View/Reply Online (#48389): https://edk2.groups.io/g/devel/message/48389
Mute This Topic: https://groups.io/mt/34203585/1787277
Group Owner: devel+owner@edk2.groups.io
Unsubscribe: https://edk2.groups.io/g/devel/unsub  [importer@patchew.org]
-=-=-=-=-=-=-=-=-=-=-=-

Re: [edk2-devel] [RFC PATCH v2 38/44] UefiCpuPkg: Allow AP booting under SEV-ES
Posted by Laszlo Ersek 5 years, 12 months ago
On 10/02/19 20:07, Lendacky, Thomas wrote:
> On 10/2/19 10:26 AM, Laszlo Ersek wrote:
>> On 10/02/19 17:15, Laszlo Ersek wrote:
>>> Adding Phil.
>>>
>>> I'm looking at this patch only because one thing caught my attention in
>>> the previous one, "OvmfPkg: Add support for SEV-ES AP reset vector
>>> re-directing":
>>>
>>> On 09/19/19 21:53, Lendacky, Thomas wrote:
>>>> From: Tom Lendacky <thomas.lendacky@amd.com>
>>>>
>>>> BZ: https://bugzilla.tianocore.org/show_bug.cgi?id=2198
>>>>
>>>> Typically, an AP is booted using the INIT-SIPI-SIPI sequence. This
>>>> sequence is intercepted by the hypervisor, which sets the AP's registers
>>>> to the values requested by the sequence. At that point, the hypervisor can
>>>> start the AP, which will then begin execution at the appropriate location.
>>>>
>>>> Under SEV-ES, AP booting presents some challenges since the hypervisor is
>>>> not allowed to alter the AP's register state. In this situation, we have
>>>> to distinguish between the AP's first boot and AP's subsequent boots.

> _Goal A_:
Select each line of the entries that contains the string "white" and copy those lines.

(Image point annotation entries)

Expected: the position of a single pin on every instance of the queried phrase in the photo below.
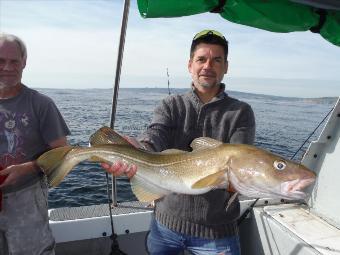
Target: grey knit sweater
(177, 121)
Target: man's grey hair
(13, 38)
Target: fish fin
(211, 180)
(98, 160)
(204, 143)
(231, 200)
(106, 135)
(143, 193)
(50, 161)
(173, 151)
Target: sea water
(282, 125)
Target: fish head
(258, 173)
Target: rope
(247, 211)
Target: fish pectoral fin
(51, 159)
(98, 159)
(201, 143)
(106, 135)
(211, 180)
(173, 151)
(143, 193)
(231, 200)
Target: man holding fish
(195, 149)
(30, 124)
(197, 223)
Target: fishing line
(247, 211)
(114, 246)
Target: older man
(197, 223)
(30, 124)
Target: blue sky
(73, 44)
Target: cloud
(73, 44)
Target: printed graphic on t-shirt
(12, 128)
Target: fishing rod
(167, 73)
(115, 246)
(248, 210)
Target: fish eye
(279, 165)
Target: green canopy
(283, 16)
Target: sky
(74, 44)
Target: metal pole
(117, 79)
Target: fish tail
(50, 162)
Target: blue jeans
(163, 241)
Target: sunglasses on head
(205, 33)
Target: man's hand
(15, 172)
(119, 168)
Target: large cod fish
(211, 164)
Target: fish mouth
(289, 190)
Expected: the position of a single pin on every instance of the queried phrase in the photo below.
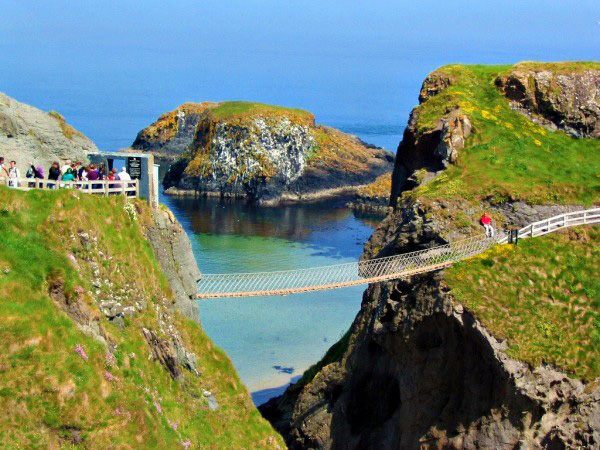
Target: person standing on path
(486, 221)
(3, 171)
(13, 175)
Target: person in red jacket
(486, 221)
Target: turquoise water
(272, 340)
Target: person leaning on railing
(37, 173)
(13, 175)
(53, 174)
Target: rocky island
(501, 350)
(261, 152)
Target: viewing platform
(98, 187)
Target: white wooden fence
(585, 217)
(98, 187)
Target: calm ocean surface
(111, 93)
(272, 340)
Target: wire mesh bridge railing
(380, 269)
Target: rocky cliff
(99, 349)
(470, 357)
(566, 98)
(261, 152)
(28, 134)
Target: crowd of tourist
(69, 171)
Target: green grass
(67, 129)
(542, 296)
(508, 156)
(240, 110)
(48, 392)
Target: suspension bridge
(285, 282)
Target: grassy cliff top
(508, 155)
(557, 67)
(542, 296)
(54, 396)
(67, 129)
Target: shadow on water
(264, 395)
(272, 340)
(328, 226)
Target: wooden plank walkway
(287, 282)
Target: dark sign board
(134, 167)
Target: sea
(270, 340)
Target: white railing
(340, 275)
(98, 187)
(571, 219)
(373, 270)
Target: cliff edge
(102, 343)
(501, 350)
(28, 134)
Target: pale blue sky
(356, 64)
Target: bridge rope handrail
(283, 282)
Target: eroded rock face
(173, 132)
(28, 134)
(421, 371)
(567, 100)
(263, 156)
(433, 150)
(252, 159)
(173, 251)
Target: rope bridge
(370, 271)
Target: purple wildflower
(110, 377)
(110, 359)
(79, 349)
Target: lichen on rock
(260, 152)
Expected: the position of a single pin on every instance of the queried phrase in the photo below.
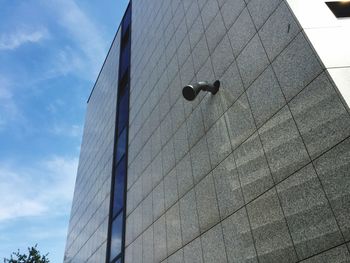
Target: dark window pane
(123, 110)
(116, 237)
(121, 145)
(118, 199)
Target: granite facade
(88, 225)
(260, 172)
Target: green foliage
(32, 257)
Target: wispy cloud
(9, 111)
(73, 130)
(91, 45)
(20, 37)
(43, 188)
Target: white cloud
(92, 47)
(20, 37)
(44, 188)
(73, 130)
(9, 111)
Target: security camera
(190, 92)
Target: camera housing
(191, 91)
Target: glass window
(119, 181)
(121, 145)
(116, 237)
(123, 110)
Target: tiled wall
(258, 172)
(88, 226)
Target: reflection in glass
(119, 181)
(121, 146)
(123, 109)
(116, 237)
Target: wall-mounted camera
---
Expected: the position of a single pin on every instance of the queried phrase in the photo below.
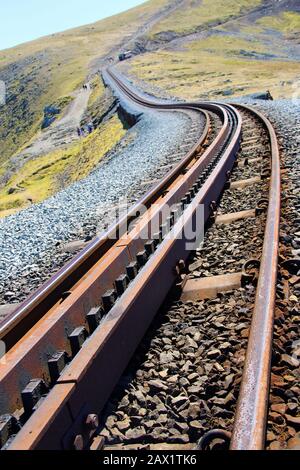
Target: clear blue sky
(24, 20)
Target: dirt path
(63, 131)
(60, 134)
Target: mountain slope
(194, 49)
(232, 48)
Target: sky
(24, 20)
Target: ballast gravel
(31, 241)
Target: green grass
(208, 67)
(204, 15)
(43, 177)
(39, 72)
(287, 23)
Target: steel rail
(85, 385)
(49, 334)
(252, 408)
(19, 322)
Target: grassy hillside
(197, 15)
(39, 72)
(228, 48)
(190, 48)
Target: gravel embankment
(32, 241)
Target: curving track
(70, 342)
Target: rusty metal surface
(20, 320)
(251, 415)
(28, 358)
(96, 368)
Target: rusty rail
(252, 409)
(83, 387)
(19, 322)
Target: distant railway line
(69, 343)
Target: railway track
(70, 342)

> _Goal B_:
In one to three sentences, explain why the SEV-ES patch discussion says AP booting presents challenges under SEV-ES.

> _Exercise response A_:
Target: white wooden fence
Target: white railing
Target: white cloud

> _Exercise response B_:
Under SEV-ES, the hypervisor is not allowed to alter the AP's register state. Normally the hypervisor intercepts the INIT-SIPI-SIPI sequence and sets the AP's registers to the requested values before starting it, and that step cannot happen here.